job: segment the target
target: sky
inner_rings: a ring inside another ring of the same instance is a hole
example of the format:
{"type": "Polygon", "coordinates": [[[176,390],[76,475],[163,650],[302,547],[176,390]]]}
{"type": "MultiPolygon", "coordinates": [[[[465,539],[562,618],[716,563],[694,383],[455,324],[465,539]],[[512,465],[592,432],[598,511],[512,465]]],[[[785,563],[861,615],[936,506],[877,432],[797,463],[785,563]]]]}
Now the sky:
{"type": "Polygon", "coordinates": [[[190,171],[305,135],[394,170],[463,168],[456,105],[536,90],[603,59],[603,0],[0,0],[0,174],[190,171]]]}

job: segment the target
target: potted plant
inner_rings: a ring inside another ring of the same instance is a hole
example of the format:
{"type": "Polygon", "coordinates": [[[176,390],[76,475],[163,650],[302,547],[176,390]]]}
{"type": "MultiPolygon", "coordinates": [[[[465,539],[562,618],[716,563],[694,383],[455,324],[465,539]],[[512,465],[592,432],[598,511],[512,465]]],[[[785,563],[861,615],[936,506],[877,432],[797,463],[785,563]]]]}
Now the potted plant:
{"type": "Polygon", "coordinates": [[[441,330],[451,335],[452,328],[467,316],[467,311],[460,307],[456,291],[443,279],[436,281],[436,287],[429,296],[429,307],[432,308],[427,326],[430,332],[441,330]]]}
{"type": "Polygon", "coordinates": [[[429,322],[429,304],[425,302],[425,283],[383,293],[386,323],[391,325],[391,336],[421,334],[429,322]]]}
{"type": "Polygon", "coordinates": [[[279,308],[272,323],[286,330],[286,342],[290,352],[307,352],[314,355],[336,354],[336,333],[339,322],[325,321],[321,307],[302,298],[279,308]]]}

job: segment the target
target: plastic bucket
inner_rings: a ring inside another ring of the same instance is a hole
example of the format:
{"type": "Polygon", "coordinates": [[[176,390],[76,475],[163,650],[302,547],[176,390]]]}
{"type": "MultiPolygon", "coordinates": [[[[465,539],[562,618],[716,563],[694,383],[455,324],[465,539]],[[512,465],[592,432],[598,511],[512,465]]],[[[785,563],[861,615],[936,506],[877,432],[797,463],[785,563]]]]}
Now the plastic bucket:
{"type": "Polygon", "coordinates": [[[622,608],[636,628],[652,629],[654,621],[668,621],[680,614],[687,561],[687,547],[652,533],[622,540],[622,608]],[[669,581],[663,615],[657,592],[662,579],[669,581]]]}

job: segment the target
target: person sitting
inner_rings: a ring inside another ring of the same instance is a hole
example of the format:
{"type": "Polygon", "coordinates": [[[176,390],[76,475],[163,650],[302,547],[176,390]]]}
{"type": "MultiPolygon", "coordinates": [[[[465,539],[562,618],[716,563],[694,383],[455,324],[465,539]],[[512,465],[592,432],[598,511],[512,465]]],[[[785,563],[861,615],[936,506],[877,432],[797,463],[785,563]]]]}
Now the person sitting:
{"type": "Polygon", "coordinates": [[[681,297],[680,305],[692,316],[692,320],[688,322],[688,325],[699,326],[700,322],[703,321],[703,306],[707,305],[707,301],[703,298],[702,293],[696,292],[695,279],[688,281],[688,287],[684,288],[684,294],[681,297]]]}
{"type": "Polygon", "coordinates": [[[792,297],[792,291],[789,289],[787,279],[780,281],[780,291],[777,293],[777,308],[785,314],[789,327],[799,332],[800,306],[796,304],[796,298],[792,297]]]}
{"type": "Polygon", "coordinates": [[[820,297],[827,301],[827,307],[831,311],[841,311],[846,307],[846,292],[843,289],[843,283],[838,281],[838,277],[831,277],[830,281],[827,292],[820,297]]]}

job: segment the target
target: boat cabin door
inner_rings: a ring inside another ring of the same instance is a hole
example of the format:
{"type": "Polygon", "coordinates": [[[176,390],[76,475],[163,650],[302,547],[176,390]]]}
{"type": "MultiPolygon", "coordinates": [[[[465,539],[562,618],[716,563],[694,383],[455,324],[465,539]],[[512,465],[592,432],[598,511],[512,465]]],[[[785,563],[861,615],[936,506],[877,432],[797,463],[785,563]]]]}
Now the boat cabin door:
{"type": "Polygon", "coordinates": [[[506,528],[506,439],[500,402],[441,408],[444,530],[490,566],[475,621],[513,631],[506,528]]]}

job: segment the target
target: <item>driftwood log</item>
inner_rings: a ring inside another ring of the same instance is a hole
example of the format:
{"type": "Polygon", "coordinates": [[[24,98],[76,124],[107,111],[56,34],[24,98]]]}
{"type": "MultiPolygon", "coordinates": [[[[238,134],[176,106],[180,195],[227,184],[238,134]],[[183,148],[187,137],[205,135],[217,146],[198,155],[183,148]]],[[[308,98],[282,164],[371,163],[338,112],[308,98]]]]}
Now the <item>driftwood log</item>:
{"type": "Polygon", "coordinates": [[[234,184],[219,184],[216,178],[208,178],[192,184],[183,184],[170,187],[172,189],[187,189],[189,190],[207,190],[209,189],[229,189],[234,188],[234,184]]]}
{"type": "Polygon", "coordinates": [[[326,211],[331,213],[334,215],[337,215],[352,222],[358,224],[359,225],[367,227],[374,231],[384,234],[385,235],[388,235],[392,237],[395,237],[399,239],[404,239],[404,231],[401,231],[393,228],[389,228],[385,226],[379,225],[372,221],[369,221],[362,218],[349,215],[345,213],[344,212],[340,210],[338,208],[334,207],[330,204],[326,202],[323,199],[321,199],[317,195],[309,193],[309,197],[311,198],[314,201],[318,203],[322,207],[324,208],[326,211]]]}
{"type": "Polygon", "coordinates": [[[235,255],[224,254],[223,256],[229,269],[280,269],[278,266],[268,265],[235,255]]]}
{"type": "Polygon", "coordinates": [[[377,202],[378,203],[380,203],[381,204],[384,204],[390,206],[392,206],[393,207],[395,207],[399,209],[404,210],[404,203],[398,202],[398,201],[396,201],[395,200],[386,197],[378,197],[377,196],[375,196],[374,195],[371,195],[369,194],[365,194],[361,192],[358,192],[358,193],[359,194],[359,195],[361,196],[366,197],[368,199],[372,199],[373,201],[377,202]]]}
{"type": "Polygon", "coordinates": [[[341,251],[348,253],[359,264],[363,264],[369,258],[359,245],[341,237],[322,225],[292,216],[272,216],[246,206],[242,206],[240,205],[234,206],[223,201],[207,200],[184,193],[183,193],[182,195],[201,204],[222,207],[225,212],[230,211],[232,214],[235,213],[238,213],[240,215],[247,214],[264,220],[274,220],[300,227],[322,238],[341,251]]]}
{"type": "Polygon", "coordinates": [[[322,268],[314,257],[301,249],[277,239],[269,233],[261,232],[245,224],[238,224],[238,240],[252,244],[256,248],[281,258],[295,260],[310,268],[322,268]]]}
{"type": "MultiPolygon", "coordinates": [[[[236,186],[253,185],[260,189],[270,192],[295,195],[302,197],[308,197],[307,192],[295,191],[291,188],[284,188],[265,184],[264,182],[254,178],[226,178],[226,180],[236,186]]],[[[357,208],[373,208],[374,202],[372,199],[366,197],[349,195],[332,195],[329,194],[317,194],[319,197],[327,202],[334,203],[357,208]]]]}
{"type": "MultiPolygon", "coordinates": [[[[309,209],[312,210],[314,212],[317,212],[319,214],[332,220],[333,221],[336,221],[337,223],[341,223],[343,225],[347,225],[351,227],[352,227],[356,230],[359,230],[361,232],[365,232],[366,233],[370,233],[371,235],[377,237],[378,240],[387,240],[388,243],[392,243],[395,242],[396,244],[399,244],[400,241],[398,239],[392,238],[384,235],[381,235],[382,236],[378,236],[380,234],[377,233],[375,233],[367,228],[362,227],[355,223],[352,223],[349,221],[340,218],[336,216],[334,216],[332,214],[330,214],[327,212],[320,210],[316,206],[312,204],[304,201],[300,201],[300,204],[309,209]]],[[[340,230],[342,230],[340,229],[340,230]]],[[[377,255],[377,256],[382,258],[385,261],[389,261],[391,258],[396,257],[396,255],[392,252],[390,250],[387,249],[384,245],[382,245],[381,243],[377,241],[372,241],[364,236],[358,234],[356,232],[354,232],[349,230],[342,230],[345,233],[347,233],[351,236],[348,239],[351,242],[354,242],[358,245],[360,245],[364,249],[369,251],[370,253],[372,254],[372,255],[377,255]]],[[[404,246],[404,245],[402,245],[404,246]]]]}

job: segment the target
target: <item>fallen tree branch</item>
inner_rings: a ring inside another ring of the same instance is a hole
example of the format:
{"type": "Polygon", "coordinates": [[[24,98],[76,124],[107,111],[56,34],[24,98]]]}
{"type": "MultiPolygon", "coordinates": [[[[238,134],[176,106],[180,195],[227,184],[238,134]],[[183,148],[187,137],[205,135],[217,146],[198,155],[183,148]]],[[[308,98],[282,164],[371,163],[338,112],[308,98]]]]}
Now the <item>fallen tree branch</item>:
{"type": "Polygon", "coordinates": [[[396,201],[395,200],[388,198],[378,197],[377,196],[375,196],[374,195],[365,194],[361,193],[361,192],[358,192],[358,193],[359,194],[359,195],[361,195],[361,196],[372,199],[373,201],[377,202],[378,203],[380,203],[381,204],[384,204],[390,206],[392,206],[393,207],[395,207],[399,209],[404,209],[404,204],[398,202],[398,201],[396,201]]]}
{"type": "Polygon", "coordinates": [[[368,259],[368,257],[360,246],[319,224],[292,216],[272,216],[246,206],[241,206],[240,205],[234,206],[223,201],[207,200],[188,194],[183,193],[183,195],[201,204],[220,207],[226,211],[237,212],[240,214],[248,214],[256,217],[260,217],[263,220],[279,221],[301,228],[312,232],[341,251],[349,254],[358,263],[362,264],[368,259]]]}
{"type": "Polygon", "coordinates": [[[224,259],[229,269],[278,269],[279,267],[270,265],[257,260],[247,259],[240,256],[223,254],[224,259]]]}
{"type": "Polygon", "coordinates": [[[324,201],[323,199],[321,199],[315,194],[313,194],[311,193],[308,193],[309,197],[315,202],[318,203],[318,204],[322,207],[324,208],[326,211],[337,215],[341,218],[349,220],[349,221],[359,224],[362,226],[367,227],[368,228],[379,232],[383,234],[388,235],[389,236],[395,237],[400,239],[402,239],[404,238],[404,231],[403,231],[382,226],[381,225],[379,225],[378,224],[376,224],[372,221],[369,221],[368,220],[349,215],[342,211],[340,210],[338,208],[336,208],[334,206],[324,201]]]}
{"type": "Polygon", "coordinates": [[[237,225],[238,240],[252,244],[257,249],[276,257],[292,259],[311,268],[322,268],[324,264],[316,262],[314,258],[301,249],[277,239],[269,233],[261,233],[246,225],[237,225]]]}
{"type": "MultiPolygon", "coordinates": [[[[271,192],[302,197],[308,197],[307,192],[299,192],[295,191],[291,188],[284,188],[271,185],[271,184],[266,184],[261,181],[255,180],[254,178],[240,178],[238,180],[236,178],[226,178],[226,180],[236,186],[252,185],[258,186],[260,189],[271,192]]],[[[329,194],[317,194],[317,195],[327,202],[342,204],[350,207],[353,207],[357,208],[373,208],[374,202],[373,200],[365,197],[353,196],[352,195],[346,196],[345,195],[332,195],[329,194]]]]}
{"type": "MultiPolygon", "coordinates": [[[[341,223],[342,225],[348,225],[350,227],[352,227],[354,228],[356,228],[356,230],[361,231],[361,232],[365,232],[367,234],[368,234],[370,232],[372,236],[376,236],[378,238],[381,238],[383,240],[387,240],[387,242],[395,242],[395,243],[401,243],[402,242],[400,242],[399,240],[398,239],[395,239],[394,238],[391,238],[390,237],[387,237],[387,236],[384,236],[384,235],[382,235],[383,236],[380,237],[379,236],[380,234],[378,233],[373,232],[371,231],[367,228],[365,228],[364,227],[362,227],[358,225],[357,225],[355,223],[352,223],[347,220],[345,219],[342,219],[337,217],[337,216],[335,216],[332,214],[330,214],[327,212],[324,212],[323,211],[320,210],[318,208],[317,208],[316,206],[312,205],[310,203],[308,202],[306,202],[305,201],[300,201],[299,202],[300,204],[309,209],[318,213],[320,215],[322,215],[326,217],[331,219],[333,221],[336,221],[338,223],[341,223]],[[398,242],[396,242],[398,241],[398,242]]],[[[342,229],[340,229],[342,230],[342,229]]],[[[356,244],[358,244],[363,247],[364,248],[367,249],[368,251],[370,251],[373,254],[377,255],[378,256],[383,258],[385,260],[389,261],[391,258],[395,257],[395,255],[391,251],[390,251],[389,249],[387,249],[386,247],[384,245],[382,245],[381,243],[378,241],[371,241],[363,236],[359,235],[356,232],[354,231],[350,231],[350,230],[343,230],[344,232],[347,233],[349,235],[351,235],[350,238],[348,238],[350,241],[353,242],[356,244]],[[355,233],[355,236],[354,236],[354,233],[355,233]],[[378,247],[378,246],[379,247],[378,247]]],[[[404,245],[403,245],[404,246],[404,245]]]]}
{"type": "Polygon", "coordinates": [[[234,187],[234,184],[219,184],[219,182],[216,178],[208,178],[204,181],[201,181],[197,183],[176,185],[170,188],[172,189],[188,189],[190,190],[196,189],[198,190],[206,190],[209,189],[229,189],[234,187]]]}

----------------------------------------

Problem details: Report every line in the listing that contains the word "fallen", copying each one in full.

Task response:
target: <item>fallen tree branch</item>
Now the <item>fallen tree branch</item>:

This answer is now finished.